═════ TEXT EXCERPT
Latent Semantic Indexing

Forum Moderators: open

Message Too Old, No Replies

Latent Semantic Indexing

marin

12:16 am on Jan 11, 2004 (gmt 0)

Please do not kill me because I remember you the semantic approach, but I definitely believe we must consider the LATENT SEMANTIC INDEXING [webmasterwoman.com]
theory; this put together things like semantic and stemming, and explains way our singular keywords are not affected

Note: the original url is no longer online, but I've
edited the link to point it to a reprint of the original

[edited by: tedster at 7:11 am (utc) on May 10, 2007]

glengara

10:03 pm on Feb 11, 2004 (gmt 0)

Must say I find the possibility of using Semantics to grasp the meaning of a page a hugely exciting area.
IMO we're looking at the basis of the future on-page relevance ranking method here, and largely immune to our traditional on-page "optimization" ;-)
══════════
═════ GIVEN INFORMATION
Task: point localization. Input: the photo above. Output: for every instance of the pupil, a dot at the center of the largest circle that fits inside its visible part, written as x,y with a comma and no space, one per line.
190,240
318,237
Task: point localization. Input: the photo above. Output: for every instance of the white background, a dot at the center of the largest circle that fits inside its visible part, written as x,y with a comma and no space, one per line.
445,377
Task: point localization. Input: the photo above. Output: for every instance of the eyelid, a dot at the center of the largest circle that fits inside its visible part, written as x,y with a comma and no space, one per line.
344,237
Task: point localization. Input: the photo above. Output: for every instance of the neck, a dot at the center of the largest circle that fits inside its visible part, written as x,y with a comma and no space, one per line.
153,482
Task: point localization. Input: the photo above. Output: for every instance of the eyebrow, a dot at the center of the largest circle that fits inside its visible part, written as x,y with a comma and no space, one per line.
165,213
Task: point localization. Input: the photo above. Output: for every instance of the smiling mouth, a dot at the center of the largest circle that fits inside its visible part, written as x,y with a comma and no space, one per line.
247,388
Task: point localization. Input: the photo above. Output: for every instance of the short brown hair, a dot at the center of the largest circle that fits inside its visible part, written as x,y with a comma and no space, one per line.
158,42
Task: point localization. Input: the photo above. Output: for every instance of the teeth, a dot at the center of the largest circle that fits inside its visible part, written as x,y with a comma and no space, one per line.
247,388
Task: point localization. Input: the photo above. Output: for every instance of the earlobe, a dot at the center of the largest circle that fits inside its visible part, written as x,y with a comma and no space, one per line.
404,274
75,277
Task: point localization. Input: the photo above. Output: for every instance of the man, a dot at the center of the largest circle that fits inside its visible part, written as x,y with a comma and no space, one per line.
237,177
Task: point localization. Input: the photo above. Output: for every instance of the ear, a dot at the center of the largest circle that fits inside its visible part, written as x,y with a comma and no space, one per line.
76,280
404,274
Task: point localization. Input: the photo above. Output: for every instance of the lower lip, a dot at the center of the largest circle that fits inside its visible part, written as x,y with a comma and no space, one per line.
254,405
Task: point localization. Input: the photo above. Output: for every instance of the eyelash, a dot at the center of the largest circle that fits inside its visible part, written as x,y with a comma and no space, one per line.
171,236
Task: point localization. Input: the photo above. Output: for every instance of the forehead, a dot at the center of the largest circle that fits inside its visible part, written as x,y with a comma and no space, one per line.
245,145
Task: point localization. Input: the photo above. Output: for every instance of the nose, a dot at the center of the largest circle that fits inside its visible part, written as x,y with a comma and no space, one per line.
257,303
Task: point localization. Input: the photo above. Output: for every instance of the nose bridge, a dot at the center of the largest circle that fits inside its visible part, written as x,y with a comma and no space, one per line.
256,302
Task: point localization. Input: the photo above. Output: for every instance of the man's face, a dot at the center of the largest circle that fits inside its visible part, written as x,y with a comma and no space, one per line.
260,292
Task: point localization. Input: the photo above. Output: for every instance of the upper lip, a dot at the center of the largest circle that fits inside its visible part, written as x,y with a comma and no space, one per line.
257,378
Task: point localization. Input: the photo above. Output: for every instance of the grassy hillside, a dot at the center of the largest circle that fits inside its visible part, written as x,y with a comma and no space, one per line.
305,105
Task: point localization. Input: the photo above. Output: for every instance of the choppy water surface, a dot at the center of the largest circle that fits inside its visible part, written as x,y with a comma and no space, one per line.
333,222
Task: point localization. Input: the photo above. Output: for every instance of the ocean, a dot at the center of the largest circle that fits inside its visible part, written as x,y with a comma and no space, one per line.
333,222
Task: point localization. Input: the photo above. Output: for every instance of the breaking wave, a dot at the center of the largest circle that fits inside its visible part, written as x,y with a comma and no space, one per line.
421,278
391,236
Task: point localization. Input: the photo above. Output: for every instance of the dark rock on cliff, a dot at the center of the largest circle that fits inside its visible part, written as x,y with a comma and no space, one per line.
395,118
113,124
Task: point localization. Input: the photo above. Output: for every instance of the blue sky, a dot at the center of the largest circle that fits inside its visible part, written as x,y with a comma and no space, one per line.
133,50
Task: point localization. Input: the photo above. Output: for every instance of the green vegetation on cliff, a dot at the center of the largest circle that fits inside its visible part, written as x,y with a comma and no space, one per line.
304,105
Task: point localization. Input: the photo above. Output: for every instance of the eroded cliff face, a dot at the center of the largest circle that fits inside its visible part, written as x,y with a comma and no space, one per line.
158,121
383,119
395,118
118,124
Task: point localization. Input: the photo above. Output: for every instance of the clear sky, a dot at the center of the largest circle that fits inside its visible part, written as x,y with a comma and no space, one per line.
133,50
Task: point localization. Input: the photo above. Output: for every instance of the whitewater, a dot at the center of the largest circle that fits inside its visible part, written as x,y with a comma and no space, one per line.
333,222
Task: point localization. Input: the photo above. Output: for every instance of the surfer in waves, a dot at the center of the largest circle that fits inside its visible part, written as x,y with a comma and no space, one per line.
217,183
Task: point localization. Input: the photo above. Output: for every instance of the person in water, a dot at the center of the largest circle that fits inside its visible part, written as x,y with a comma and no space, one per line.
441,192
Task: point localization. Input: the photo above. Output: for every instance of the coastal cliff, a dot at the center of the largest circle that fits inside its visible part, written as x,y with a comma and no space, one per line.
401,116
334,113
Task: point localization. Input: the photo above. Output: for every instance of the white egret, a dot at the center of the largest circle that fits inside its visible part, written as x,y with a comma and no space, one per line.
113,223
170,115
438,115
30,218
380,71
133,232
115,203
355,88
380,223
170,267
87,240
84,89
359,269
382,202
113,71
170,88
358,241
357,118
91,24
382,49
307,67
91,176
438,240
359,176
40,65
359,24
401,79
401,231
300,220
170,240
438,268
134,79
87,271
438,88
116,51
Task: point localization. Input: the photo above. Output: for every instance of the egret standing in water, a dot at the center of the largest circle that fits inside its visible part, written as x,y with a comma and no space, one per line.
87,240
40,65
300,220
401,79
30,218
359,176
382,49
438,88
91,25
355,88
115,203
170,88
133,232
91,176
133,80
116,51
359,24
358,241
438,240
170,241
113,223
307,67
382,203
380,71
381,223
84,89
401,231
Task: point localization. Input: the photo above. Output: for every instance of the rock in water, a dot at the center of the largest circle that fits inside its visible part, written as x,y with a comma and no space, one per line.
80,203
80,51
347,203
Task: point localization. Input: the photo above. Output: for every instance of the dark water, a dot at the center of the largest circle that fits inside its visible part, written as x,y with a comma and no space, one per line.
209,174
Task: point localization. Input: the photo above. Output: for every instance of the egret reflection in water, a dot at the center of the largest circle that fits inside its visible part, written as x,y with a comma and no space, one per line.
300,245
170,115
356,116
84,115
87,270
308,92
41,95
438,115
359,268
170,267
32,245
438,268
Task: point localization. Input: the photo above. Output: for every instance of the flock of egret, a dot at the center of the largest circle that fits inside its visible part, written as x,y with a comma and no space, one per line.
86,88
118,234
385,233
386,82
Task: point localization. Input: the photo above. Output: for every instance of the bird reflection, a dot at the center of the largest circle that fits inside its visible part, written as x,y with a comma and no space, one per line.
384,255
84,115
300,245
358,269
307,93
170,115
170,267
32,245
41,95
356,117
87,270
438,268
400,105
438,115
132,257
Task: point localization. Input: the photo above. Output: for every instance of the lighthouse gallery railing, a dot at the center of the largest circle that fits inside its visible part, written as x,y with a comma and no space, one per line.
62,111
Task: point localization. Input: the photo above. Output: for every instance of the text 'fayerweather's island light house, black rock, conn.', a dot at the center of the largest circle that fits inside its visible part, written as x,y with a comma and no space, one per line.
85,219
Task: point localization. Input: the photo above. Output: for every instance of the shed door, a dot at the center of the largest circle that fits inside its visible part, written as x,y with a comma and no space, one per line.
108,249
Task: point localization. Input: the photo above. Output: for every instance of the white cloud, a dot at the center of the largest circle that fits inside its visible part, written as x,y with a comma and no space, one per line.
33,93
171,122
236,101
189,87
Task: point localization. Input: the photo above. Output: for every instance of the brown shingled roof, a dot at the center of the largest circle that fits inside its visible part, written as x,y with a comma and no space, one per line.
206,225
══════════
▸ DIRECTIONS FOR THIS TASK
Can you copy the whole forum thread on latent semantic indexing word for word? The records have no connection to the forum thread on latent semantic indexing.

▸ OUTPUT OF THE EXERCISE
Latent Semantic Indexing

Forum Moderators: open

Message Too Old, No Replies

Latent Semantic Indexing

marin

12:16 am on Jan 11, 2004 (gmt 0)

Please do not kill me because I remember you the semantic approach, but I definitely believe we must consider the LATENT SEMANTIC INDEXING [webmasterwoman.com]
theory; this put together things like semantic and stemming, and explains way our singular keywords are not affected

Note: the original url is no longer online, but I've
edited the link to point it to a reprint of the original

[edited by: tedster at 7:11 am (utc) on May 10, 2007]

glengara

10:03 pm on Feb 11, 2004 (gmt 0)

Must say I find the possibility of using Semantics to grasp the meaning of a page a hugely exciting area.
IMO we're looking at the basis of the future on-page relevance ranking method here, and largely immune to our traditional on-page "optimization" ;-)